Could all of the entries be written out exactly, with any pictures omitted?

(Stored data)
=== Begin Enclosure ===
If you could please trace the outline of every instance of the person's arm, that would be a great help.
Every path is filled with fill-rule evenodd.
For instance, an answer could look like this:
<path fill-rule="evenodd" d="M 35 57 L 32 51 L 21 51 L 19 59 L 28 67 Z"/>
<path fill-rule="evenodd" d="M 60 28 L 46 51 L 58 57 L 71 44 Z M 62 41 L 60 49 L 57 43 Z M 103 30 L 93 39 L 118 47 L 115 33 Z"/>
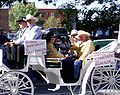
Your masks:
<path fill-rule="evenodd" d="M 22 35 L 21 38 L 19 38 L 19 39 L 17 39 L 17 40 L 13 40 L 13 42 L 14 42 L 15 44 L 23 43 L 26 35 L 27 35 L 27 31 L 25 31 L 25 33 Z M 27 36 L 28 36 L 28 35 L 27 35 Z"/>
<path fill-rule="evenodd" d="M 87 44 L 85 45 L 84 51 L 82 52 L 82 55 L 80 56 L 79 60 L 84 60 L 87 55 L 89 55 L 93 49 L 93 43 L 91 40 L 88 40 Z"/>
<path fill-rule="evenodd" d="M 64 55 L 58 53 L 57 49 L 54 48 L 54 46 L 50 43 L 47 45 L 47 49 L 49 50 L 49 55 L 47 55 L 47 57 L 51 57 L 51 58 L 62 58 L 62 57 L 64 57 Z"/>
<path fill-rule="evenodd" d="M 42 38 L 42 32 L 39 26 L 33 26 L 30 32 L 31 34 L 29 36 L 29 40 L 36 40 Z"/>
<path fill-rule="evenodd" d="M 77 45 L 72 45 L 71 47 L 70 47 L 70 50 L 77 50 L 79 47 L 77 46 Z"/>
=== End Enclosure ===
# TASK OUTPUT
If you could please trace the outline of every instance of the person's arm, that would be a great help.
Every path is filled with fill-rule evenodd.
For instance, an answer could look like this:
<path fill-rule="evenodd" d="M 35 57 L 32 51 L 21 51 L 19 59 L 28 67 Z"/>
<path fill-rule="evenodd" d="M 60 28 L 46 51 L 58 57 L 71 44 Z M 62 41 L 60 49 L 57 43 Z M 103 30 L 93 39 L 118 47 L 115 33 Z"/>
Your masks:
<path fill-rule="evenodd" d="M 22 35 L 21 38 L 19 38 L 19 39 L 17 39 L 17 40 L 13 40 L 13 42 L 14 42 L 15 44 L 23 43 L 26 35 L 27 35 L 27 31 L 25 31 L 25 33 Z M 27 36 L 28 36 L 28 35 L 27 35 Z"/>
<path fill-rule="evenodd" d="M 87 44 L 85 45 L 84 51 L 82 52 L 82 55 L 80 56 L 79 60 L 84 60 L 87 55 L 89 55 L 93 49 L 93 43 L 91 40 L 88 40 Z"/>
<path fill-rule="evenodd" d="M 64 55 L 58 53 L 57 49 L 54 48 L 54 46 L 50 43 L 47 45 L 47 49 L 49 50 L 49 55 L 47 55 L 47 57 L 51 57 L 51 58 L 62 58 L 62 57 L 64 57 Z"/>
<path fill-rule="evenodd" d="M 42 38 L 42 32 L 39 26 L 33 26 L 30 32 L 31 34 L 29 36 L 29 40 L 36 40 Z"/>
<path fill-rule="evenodd" d="M 77 45 L 72 45 L 71 47 L 70 47 L 70 50 L 77 50 L 79 47 L 77 46 Z"/>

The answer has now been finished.